___ Data supplied ___

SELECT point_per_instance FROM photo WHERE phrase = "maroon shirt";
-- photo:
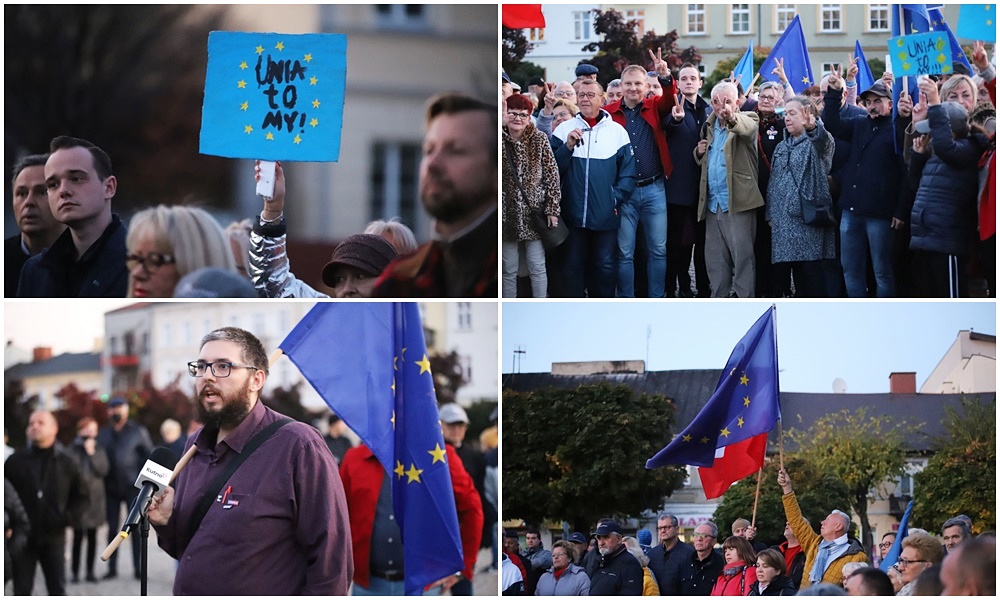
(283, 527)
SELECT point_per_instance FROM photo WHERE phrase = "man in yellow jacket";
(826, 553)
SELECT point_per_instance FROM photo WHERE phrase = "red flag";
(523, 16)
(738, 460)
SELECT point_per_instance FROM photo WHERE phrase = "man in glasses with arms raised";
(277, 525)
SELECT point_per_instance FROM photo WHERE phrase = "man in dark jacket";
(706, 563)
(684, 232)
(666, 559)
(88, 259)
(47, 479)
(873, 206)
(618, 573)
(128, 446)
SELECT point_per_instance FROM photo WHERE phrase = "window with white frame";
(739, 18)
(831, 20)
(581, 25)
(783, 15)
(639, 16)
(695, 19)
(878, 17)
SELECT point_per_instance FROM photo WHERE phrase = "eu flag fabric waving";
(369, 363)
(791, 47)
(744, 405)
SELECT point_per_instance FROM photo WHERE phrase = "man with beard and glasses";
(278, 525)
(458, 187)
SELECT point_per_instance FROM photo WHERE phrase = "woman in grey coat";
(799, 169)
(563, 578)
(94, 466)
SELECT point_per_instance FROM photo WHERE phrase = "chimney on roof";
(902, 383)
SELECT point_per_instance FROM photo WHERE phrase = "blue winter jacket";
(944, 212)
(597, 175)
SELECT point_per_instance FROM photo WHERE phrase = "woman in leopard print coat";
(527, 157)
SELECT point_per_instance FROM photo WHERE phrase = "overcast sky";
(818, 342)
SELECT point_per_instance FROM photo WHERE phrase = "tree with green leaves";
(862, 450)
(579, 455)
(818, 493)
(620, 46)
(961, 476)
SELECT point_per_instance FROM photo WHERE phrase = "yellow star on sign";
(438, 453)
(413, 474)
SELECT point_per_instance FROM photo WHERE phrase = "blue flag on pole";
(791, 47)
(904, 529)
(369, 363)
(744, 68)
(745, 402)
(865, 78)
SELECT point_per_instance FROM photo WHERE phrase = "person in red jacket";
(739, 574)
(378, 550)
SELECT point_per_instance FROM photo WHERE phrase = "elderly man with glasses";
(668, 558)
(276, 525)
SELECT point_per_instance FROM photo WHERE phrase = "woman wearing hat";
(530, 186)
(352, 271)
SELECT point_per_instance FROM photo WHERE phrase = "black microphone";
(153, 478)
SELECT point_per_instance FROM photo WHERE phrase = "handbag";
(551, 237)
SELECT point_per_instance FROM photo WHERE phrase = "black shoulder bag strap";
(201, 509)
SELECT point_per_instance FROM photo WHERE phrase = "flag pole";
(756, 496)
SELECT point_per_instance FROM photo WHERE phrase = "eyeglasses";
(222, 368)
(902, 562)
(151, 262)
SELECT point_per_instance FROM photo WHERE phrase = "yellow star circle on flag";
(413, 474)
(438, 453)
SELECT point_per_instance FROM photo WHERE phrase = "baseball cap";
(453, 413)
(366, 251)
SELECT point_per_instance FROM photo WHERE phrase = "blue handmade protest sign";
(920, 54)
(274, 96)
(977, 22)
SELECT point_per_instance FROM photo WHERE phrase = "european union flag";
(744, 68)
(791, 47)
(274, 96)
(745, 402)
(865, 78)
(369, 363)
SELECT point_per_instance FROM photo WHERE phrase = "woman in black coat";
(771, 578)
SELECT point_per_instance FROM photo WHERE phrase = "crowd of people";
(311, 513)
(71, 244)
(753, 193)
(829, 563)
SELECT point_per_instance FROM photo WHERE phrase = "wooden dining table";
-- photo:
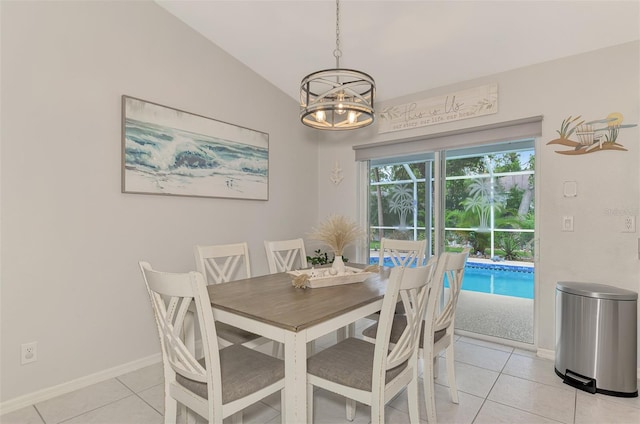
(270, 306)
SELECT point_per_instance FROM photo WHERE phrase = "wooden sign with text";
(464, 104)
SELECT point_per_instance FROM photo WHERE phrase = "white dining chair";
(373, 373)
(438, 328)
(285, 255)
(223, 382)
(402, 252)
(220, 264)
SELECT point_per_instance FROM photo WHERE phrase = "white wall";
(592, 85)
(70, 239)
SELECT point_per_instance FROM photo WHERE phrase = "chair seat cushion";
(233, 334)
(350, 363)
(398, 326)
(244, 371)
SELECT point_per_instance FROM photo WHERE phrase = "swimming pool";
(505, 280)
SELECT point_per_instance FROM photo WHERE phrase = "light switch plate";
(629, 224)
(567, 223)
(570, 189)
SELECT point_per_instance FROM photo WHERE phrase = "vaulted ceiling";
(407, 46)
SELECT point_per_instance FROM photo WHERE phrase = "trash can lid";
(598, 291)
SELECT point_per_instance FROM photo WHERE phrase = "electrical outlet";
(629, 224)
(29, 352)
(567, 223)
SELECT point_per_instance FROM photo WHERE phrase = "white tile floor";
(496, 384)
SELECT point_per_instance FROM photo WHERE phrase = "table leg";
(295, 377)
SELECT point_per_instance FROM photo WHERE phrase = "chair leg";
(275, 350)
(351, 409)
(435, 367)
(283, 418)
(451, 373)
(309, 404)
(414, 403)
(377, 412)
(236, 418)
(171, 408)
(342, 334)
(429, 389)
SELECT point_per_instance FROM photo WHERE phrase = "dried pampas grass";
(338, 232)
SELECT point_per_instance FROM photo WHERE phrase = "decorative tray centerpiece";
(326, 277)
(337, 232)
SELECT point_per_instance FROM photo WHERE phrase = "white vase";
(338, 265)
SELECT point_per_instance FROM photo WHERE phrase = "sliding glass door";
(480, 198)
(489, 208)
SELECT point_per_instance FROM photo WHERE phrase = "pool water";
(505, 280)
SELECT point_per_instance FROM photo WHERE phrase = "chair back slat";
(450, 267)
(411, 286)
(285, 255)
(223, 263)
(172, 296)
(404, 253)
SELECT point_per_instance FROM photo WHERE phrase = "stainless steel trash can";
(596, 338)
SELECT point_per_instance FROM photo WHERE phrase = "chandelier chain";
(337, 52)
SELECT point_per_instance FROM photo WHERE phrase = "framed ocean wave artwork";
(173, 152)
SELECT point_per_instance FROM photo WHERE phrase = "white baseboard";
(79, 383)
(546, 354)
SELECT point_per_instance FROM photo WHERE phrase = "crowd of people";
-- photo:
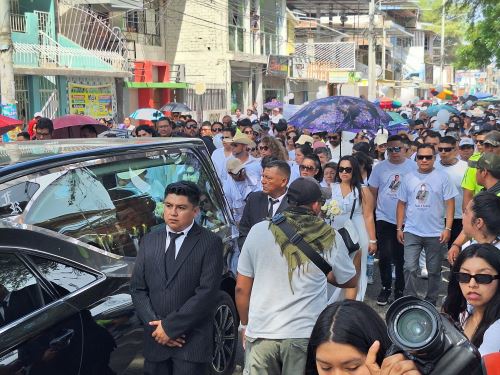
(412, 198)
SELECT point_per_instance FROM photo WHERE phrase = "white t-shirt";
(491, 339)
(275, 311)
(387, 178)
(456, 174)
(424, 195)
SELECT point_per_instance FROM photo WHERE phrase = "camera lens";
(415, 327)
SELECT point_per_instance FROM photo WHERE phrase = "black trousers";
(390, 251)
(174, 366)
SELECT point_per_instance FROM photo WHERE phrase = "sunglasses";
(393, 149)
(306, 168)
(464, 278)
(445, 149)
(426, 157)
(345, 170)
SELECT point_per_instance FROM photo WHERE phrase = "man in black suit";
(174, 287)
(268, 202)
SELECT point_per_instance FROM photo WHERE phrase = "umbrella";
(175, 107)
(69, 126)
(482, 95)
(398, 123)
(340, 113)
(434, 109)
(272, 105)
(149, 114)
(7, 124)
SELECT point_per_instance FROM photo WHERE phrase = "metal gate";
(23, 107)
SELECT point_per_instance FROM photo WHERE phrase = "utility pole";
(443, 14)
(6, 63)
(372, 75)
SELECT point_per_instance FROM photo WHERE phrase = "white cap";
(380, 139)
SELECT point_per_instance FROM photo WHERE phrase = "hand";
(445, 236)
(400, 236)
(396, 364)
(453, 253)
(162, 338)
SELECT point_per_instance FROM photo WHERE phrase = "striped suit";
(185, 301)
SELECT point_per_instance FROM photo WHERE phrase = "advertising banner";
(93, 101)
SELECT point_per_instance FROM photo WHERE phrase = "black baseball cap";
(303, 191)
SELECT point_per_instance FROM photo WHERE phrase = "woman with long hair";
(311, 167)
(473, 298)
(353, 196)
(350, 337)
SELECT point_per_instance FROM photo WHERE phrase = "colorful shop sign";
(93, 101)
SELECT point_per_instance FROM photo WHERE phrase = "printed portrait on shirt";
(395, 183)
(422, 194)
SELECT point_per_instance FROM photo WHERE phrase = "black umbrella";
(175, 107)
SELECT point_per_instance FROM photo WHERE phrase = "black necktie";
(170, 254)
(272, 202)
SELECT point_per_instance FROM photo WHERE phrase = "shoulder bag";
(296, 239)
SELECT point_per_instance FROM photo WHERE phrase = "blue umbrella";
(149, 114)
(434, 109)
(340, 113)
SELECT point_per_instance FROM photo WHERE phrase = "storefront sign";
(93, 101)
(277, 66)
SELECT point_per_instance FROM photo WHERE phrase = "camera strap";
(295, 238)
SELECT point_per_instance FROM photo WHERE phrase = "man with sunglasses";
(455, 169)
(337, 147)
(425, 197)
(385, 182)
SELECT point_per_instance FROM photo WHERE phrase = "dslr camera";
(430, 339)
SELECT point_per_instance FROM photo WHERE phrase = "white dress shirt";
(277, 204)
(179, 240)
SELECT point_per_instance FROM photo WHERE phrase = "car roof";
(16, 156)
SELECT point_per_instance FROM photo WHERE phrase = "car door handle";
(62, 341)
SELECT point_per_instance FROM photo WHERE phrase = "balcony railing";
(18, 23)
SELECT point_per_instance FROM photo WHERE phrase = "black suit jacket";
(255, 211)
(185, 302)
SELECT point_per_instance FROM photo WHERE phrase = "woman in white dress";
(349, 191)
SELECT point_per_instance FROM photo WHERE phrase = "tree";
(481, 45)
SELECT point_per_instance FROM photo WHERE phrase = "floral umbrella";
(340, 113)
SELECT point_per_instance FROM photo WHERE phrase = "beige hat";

___

▸ Task to complete
Gather every line above that contains the string "chair" and copy each one out.

▸ Response
SELECT point_per_instance FROM photo WHERE phrase = "white dining chair";
SELECT point_per_instance FROM photo WHERE phrase = "chair seat cushion";
SELECT point_per_instance FROM photo WHERE phrase = "chair leg";
SELECT point_per_instance FROM photo WHERE phrase = "chair back slat";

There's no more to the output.